[begin Material]

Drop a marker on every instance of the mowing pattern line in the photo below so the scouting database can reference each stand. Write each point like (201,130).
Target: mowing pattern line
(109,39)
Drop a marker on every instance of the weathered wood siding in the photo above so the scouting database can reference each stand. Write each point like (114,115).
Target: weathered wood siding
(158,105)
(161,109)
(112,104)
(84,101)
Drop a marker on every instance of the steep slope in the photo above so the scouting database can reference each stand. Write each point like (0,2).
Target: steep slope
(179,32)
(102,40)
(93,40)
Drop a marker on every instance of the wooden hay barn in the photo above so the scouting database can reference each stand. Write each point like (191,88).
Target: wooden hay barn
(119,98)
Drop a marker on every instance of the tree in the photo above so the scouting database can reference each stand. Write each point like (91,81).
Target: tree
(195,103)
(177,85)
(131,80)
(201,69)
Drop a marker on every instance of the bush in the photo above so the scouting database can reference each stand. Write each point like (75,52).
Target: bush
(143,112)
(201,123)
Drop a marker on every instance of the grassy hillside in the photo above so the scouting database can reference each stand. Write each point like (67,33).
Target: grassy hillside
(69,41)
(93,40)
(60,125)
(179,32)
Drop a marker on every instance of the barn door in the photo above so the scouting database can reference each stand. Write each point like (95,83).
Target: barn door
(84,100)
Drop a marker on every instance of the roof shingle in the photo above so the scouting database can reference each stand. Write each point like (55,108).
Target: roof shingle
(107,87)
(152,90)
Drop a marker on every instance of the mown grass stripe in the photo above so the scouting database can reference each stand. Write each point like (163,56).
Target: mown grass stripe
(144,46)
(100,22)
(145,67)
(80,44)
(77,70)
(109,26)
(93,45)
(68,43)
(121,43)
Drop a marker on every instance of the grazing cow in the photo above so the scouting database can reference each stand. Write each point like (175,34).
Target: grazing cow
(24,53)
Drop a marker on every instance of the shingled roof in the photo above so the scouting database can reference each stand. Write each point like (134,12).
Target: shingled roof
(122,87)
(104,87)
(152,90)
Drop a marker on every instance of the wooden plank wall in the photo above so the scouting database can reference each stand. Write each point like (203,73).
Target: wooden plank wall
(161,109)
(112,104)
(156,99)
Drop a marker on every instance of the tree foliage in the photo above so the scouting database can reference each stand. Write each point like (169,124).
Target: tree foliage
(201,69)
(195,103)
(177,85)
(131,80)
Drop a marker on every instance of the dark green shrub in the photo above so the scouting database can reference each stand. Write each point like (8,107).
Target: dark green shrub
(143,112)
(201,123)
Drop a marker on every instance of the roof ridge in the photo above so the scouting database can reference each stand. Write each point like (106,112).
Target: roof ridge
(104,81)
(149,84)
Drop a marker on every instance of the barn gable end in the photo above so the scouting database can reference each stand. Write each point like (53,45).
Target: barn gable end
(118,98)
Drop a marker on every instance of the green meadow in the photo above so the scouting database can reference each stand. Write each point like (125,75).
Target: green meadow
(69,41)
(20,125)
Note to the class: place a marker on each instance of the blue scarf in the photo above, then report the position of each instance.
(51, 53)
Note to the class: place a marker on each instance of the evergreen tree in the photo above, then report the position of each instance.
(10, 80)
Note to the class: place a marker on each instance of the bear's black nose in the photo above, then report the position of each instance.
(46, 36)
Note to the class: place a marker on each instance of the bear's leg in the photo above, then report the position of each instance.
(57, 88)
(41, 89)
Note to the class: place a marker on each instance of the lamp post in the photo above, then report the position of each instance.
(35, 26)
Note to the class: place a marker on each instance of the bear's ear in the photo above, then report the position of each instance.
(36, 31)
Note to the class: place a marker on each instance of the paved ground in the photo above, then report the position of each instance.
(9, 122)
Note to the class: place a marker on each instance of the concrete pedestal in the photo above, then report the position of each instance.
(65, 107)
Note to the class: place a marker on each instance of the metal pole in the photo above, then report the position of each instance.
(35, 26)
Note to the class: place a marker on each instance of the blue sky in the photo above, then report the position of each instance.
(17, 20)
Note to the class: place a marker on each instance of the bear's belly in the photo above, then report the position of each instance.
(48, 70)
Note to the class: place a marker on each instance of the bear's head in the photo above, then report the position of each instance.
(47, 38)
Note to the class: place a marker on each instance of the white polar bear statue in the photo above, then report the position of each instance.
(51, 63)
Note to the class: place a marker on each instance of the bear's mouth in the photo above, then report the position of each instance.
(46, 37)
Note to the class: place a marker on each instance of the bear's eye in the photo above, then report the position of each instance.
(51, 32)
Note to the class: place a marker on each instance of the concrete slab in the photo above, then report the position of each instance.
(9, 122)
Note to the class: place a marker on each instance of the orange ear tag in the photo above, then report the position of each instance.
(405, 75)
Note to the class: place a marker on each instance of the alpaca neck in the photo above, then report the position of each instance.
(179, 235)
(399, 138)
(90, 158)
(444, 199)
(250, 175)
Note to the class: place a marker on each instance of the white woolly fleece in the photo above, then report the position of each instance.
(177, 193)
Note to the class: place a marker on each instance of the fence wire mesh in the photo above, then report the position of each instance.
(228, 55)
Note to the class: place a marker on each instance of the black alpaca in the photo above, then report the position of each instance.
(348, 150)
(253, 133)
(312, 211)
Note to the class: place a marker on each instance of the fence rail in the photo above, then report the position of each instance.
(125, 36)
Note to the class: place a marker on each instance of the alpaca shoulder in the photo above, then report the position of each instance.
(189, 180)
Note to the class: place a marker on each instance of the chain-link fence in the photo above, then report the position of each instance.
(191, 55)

[end Material]

Problem details = Transcribe the entire listing above precisely.

Result of the task =
Drop a marker on every instance of the mowing pattern line in the photo below so the scouting database can reference each stand. Write each point like (201,130).
Target: mowing pattern line
(109,39)
Drop a marker on every instance of the weathered wood siding in the photo above so the scouting database can reference each stand. Write each point like (114,115).
Target: weathered wood siding
(158,105)
(161,109)
(112,104)
(84,101)
Drop a marker on every instance of the steep slope in the photo above so the scouting database can reference each stand. Write each point like (0,2).
Target: steep slope
(179,32)
(102,40)
(93,40)
Drop a marker on every instance of the wooden hay barn in the photo above so the scouting database can reference each stand. Write each point like (191,88).
Target: wooden hay barn
(119,98)
Drop a marker on every instance of the tree in the photo above so the scouting database can reference each stand. Write each point like (91,81).
Target: tree
(195,103)
(177,85)
(131,80)
(201,69)
Drop a marker on every instance of the bush in the photo above so the scouting database can reference each stand. Write each point like (75,52).
Target: bush
(143,112)
(201,123)
Drop a marker on every instance of the grassy hillside in the photo above so the scouting database can reference each stand. Write each point like (67,33).
Target: grassy hillside
(69,41)
(93,40)
(60,125)
(179,32)
Drop a marker on every instance of the barn door in the photo above so the scouting database can reference each stand. Write each point like (95,83).
Target: barn door
(84,100)
Drop a marker on every instance of the roof shingle in the photo above so the scouting database can reference each stand. Write each point like (55,108).
Target: roof shingle
(107,87)
(152,90)
Drop a marker on every instance of the mown grass stripe in the photo above so the scouting database can reference each stand. Write each point like (163,56).
Target: mown grass stripe
(144,46)
(100,22)
(145,67)
(80,44)
(77,70)
(109,26)
(93,45)
(68,43)
(121,43)
Drop a marker on every instance of the grazing cow in the photo above so the scouting database can reference each stand. Write each point like (175,34).
Target: grazing cow
(24,53)
Drop a marker on every instance of the shingled roof in the photo above so the scouting database can reference each stand. Write each point like (134,12).
Target: shingled roof
(122,87)
(104,87)
(152,90)
Drop a marker on every instance of the wooden plank wall in the photo above so the scouting database can reference each stand. Write each point like (203,73).
Target: wooden plank wall
(161,109)
(112,104)
(156,99)
Drop a marker on every instance of the tree foliage in the photo above so the scouting database can reference each stand. Write each point like (169,124).
Target: tree foliage
(201,69)
(195,103)
(177,85)
(131,80)
Drop a marker on every instance of the dark green shrub in the photo above so the scouting database can reference each stand. Write each point like (8,107).
Target: dark green shrub
(143,112)
(201,123)
Drop a marker on every instance of the roof ridge in the photo above so the scouting database can reference each stand. Write each point like (106,112).
Target: roof ridge
(104,81)
(149,84)
Drop a marker on every instance of the barn gable end in the photo above so the scouting database can reference each stand. Write each point like (53,45).
Target: barn gable end
(118,98)
Drop a marker on every instance of the green meadow in the photo above so the scouting database can reference each stand. Write each point like (125,75).
Target: green meadow
(69,41)
(20,125)
Note to the class: place a marker on each instance of the blue scarf in the photo above, then report the position of each instance.
(51, 53)
Note to the class: place a marker on each instance of the evergreen tree in the photo above, then report the position of each instance.
(10, 80)
Note to the class: place a marker on each instance of the bear's black nose in the photo above, then report the position of each instance.
(46, 36)
Note to the class: place a marker on each instance of the bear's leg in the photo above, then report the position of each instance.
(57, 88)
(41, 89)
Note to the class: place a marker on each instance of the lamp post in the photo above, then report the position of each instance.
(35, 26)
Note to the class: place a marker on each instance of the bear's ear in the photo above, then report the position of each instance.
(36, 31)
Note to the class: place a marker on each instance of the paved ground in the photo above, then report the position of each instance.
(9, 122)
Note to the class: place a marker on each instance of the concrete pedestal in the photo above, then report the position of each instance.
(65, 107)
Note to the class: place a marker on each instance of the metal pole in the photo above, then report the position of each instance.
(35, 26)
Note to the class: place a marker on each instance of the blue sky in the photo above, then report the position of each instance.
(17, 20)
Note to the class: place a marker on each instance of the bear's belly in the photo above, then report the position of each instance.
(48, 70)
Note to the class: place a marker on each instance of the bear's head in the photo above, then report the position of each instance.
(47, 38)
Note to the class: place a marker on each instance of the white polar bear statue in the photo above, then report the position of each instance.
(51, 63)
Note to the class: place a marker on each instance of the bear's mouth in the photo above, then report the position of each instance.
(46, 37)
Note to the class: place a marker on each instance of the bear's eye in the photo above, then report the position of each instance.
(51, 32)
Note to the class: place a marker on each instance of the concrete slab in the photo above, then report the position of each instance.
(9, 122)
Note to the class: place a marker on each instance of the orange ear tag in the photo above, then report the position of each instance.
(405, 75)
Note to the class: place a marker on each instance of the alpaca neck in the photo above, then report the position of each instance.
(179, 235)
(399, 138)
(90, 158)
(444, 199)
(250, 175)
Note to the class: place a marker on each instance of the white woolly fleece in the photo above, then report the position of each instance.
(177, 193)
Note to the class: place a marker on each instance of the fence wire mesh in the photo above, then report the position of each instance.
(228, 55)
Note to the class: place a marker on each instance of the black alpaca in the photo above, then report the position of each instance.
(348, 150)
(253, 133)
(312, 211)
Note to the class: place a marker on each instance of the fence rail in the photo above, then report the position of each instance.
(125, 36)
Note to the class: place a marker on each instance of the alpaca shoulder in the photo above, then report the position of each instance.
(189, 180)
Note to the class: place a marker on each instance of the chain-link fence in the photo above, then report the position of each instance.
(191, 55)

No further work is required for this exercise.